> [What this task involves]:
Begin with the line in which "Q: Mark a point on every instance of the concrete" appears and end with the final line of the entries. Retype each one exactly and add nothing.
-.-.-
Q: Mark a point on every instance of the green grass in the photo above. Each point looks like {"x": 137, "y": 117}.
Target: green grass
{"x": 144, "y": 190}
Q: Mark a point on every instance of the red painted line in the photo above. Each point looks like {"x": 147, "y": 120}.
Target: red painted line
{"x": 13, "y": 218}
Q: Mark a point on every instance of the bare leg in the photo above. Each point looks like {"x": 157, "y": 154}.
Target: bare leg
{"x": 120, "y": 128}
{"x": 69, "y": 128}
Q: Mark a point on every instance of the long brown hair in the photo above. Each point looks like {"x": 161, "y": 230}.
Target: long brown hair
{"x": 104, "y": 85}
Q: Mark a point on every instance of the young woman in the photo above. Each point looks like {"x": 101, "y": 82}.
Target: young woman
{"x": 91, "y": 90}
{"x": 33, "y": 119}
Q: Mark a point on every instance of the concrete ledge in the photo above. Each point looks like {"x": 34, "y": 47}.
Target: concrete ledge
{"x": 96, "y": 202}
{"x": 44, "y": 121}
-.-.-
> [Exercise answer]:
Q: Mark a point on every instance of the concrete ledge in the photo above. Each point looks like {"x": 34, "y": 47}.
Target: concrete ledge
{"x": 96, "y": 202}
{"x": 44, "y": 121}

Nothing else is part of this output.